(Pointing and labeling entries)

------------------------------------------------------------------------

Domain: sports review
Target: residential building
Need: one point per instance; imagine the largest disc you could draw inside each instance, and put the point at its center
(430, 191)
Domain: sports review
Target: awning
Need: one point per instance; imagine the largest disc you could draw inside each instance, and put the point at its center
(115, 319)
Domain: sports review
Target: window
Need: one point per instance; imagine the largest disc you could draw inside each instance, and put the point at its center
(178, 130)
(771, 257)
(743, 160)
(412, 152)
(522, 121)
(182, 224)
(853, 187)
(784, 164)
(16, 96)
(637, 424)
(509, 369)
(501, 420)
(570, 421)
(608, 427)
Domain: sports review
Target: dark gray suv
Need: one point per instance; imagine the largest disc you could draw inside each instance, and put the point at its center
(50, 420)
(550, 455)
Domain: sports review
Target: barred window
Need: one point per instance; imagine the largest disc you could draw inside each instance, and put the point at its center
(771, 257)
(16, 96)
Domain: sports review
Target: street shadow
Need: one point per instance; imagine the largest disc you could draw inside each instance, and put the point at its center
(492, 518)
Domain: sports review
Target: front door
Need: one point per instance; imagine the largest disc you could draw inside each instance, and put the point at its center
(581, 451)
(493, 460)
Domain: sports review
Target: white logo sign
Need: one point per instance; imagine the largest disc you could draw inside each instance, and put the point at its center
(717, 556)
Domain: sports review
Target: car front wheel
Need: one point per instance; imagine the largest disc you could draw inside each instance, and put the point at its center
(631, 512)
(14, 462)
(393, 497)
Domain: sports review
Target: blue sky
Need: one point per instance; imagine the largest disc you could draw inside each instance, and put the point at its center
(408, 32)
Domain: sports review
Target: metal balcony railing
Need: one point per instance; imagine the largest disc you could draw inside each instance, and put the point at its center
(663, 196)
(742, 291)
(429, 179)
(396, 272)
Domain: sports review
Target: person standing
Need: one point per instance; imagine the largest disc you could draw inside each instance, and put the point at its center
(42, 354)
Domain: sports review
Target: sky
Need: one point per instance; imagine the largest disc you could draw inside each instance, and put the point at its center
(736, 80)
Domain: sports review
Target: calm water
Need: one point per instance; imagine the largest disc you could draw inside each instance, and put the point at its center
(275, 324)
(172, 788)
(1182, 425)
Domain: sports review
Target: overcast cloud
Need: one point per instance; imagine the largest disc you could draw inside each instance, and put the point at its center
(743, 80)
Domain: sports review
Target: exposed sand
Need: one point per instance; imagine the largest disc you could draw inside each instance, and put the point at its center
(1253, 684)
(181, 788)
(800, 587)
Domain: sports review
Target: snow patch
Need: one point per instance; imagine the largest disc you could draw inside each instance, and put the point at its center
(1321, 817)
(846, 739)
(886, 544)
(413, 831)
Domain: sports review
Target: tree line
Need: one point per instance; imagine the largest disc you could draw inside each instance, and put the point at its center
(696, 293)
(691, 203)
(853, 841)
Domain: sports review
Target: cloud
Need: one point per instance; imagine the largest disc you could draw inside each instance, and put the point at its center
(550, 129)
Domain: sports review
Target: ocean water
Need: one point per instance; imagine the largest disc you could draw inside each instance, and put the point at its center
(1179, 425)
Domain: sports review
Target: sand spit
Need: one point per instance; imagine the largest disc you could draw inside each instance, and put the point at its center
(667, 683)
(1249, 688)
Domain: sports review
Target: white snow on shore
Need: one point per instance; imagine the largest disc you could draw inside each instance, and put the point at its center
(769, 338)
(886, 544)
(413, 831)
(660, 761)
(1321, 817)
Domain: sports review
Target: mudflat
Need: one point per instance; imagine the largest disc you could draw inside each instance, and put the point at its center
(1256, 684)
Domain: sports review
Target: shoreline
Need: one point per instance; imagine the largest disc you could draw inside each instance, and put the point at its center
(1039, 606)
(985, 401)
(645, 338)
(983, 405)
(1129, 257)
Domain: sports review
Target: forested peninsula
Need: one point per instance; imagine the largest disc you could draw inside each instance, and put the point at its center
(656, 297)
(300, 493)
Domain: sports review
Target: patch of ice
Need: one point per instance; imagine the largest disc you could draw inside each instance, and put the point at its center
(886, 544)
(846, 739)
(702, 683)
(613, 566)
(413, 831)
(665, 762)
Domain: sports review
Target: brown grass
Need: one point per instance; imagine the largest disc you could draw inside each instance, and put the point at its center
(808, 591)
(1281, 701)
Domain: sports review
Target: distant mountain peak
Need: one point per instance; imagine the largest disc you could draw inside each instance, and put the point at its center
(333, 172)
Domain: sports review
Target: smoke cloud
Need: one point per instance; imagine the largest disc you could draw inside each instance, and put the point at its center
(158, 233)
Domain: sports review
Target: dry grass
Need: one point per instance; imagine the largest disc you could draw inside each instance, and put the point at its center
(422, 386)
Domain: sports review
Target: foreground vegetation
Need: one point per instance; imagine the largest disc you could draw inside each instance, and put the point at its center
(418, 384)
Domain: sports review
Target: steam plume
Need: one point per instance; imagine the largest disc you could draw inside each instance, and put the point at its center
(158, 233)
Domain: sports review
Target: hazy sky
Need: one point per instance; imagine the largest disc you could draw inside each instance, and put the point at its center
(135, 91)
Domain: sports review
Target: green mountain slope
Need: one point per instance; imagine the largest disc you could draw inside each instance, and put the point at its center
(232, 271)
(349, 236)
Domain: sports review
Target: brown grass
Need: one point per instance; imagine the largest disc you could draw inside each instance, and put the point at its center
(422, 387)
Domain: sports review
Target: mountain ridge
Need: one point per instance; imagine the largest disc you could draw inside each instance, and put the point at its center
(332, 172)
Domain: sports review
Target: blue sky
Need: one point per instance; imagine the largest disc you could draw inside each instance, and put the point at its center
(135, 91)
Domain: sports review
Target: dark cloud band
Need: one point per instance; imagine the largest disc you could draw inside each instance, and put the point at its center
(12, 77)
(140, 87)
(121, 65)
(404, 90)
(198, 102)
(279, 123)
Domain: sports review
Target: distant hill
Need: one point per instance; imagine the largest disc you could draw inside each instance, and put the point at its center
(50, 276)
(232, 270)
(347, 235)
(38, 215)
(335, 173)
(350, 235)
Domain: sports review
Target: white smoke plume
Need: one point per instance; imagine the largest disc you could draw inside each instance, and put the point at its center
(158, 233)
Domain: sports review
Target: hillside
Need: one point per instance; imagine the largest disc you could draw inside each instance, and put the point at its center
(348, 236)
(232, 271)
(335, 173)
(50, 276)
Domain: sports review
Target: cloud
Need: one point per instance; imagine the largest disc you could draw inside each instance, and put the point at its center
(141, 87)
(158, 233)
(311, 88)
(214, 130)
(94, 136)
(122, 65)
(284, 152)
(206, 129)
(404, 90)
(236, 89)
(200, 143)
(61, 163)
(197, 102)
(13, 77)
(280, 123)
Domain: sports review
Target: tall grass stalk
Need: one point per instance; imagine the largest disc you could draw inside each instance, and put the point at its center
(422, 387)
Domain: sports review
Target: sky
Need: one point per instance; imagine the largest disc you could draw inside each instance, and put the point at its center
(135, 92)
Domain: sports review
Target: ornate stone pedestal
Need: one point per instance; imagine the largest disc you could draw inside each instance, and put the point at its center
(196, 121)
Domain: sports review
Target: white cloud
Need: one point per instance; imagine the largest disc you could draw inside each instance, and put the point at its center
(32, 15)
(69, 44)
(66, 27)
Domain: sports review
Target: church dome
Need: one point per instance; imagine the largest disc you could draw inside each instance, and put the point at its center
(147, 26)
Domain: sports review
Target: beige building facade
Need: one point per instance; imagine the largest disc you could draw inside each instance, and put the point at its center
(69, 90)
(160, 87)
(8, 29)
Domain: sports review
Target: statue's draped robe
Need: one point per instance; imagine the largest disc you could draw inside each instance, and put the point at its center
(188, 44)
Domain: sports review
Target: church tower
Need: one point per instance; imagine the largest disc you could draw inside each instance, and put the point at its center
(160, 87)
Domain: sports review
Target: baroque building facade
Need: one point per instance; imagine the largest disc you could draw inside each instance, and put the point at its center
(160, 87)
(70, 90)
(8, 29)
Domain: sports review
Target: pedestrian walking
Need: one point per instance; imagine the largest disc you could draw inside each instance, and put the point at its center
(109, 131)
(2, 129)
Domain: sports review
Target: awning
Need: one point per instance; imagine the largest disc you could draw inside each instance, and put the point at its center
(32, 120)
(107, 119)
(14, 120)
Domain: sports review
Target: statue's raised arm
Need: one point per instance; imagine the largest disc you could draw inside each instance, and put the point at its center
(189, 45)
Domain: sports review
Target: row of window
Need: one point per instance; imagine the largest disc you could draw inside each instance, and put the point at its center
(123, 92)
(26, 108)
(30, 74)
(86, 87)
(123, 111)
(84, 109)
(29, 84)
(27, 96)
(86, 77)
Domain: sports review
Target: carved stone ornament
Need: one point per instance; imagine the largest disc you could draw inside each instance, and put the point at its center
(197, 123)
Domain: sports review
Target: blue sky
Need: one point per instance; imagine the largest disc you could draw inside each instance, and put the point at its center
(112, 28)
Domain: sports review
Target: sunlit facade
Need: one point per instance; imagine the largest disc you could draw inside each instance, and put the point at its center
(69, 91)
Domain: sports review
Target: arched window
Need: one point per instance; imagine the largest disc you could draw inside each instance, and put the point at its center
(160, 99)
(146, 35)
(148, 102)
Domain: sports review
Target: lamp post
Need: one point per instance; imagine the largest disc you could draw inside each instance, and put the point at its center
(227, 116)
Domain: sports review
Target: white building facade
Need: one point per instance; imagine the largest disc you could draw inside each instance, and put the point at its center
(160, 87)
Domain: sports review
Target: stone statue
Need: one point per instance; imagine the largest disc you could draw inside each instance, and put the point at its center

------------------------------------------------------------------------

◆ TASK OBJECTIVE:
Extract every line of the rows that contains the word "grass", and list those lines in their original order.

◆ EXERCISE RESPONSE:
Target: brown grass
Target: dry grass
Target: brown grass
Target: tall grass stalk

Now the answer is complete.